> The task
Repeat the material verbatim and drop the pictures.

> Exercise material
----

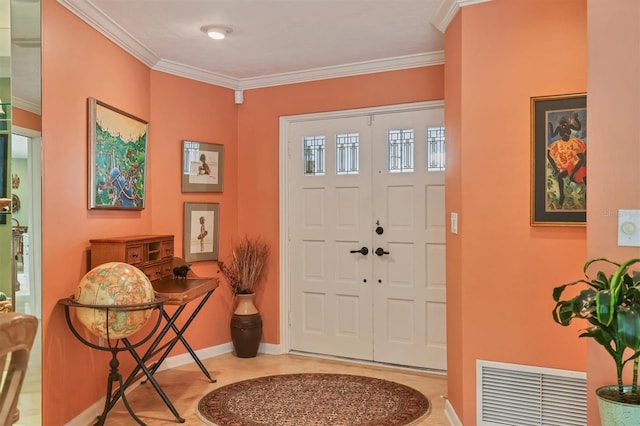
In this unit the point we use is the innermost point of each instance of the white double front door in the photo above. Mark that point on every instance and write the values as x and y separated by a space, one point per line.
366 236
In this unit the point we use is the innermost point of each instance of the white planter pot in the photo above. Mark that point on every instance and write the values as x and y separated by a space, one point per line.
614 413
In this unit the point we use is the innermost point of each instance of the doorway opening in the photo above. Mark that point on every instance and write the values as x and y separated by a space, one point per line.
26 182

----

> Answer to the problem
In this unit the point we use is the innermost point of each instance of the white double front door in the photo above. Mark that point on every instance and write the values as x and y separated by a space, one point per line.
366 236
In this unit the point we use is the innermost point of each instance of the white planter pot in the photo above. Mark that point on every instance and write the values as x and y separated by a space, one point per line.
614 413
In this unit the point we use is the innermost point of each instance of the doorway opening in the photo above. Mark that point on every instance and write the values as x and y separated by a space, one point per line.
26 182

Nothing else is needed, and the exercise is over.